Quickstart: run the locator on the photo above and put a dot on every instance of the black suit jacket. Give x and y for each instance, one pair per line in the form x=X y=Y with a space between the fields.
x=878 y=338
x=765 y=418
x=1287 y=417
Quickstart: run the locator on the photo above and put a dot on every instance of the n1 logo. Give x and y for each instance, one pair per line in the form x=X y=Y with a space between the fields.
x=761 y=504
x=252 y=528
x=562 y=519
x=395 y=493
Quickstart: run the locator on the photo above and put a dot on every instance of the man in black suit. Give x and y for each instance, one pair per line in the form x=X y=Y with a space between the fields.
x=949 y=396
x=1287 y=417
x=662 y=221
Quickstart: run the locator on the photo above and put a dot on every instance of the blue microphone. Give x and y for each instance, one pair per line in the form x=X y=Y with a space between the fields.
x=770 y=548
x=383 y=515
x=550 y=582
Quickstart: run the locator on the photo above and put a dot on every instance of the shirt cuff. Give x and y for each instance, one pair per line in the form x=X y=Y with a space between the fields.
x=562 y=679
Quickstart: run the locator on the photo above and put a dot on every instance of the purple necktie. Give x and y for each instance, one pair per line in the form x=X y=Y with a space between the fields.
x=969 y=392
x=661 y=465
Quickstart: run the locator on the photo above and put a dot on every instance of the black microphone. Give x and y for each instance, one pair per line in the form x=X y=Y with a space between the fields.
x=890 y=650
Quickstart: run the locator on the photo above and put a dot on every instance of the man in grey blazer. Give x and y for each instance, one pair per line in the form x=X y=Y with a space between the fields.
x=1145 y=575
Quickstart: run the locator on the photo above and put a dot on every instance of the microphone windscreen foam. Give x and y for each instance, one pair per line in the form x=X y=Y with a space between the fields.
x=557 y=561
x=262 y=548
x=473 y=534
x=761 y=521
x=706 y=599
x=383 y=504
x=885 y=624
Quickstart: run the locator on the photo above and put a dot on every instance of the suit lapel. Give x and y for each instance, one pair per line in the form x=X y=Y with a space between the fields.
###
**Direction:**
Reproduce every one of the entries above word for word.

**Output:**
Quickstart: run the locator on the photo above and put a dot on every instance of the black suit jacket. Give x and y for each instance, one pair per line in the form x=X y=Y with a space between the fields.
x=878 y=338
x=765 y=418
x=1287 y=417
Quickstart: run the locator on the photo above and put a dot on every instance of the n1 logo. Give x and y for each instance, one pair per line in the form x=X y=Y with a space between the fields.
x=761 y=504
x=252 y=528
x=562 y=519
x=395 y=493
Quickstart: run the locator on the photo above and put a dot on every instance of the man in black suit. Give x and y for each instance, one pair per line in the form x=X y=Y with a space between the fields.
x=949 y=396
x=1287 y=417
x=662 y=221
Quickstart: run the locator on the photo above and put a dot on every instance of the blue microphone. Give x and y for each instance, one pair per line in the form x=X y=Y with a space between the fields.
x=770 y=548
x=383 y=515
x=550 y=582
Quickstart: run the locator on the photo above and put a dot on every instance of the shirt cuff. Give x and y for each instance, one pair per line in the form x=X y=Y with a space between the fields.
x=562 y=679
Quickstart: run the locator on the photo above and put a dot on every instance of the purple necktie. Give x and y for each instance, one pair per line in the form x=X y=Y with a space between the fields.
x=969 y=392
x=661 y=465
Quickstart: run the locator on the photo above and put a dot on every instance of the black microphone. Give x and y for each instance, one pair per line in the form x=X y=Y with a space between the fields.
x=890 y=650
Quickstart: run the locator on the photo above and put a dot on every instance of the man in grey blazer. Give x and y for each instance, one pair per line in the form x=X y=Y with a space between the fields.
x=1145 y=575
Quickstart: run the locator on the photo above and put a dot on every instance of the microphone windscreen foam. Give x and y for each instance, one pair per line in the form x=X y=Y with a space between the fields.
x=557 y=561
x=262 y=548
x=473 y=534
x=761 y=521
x=706 y=599
x=383 y=504
x=885 y=624
Quickstart: run the locator on the photo above and put a dot on every instance of the suit lapel. Give x and y for each instance, one pair per line in the form x=X y=Y with a space between the fields.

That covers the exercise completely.